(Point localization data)
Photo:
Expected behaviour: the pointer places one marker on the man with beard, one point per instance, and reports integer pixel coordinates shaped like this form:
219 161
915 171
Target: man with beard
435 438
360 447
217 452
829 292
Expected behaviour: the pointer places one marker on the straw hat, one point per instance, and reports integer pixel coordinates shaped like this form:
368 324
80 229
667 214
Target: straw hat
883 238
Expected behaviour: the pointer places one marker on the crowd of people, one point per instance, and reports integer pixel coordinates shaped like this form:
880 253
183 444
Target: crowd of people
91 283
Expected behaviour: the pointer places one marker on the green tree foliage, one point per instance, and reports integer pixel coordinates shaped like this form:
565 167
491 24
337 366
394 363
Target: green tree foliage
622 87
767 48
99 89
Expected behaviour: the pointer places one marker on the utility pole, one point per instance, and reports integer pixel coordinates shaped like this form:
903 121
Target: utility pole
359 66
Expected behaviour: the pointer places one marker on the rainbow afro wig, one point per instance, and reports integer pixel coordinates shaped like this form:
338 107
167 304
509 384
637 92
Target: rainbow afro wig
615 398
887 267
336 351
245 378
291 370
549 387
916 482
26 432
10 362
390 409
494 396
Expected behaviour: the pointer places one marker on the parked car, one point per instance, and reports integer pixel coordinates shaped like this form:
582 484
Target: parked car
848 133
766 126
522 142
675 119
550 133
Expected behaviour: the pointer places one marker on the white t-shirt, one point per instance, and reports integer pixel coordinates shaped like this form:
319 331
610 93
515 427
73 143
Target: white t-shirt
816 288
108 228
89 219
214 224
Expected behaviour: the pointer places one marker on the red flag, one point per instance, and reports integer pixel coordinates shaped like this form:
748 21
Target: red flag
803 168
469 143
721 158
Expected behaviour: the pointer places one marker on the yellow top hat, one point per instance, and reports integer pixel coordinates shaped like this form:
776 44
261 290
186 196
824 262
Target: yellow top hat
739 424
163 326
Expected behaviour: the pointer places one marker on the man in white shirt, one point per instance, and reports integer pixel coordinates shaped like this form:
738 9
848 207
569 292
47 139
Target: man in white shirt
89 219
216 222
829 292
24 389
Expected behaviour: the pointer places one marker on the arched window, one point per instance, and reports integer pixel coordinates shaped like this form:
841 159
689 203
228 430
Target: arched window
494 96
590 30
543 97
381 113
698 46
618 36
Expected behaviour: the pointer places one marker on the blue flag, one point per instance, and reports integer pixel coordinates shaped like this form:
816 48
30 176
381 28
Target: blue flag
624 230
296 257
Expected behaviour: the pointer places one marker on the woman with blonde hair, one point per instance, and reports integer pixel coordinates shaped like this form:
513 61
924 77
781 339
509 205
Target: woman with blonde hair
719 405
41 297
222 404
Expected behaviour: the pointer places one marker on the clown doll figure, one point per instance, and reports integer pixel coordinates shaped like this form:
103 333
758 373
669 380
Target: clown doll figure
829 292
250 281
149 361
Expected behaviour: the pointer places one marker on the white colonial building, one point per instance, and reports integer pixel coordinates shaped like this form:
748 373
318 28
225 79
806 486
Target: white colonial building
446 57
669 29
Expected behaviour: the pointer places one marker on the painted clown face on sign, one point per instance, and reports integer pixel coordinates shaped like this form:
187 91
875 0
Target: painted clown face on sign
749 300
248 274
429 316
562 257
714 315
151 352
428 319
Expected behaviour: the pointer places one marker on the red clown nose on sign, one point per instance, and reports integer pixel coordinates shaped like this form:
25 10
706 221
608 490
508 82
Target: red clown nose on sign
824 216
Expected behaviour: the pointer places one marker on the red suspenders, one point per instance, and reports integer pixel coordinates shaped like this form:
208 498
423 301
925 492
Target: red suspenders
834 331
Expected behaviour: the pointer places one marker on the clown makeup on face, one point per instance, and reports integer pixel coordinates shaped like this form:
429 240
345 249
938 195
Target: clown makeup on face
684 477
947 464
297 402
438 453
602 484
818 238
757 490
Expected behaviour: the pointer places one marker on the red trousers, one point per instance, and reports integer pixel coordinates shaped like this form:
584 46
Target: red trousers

## TASK DIRECTIONS
Respond with nothing but the number of lines in the data above that include the word "trousers".

## TASK ANSWER
2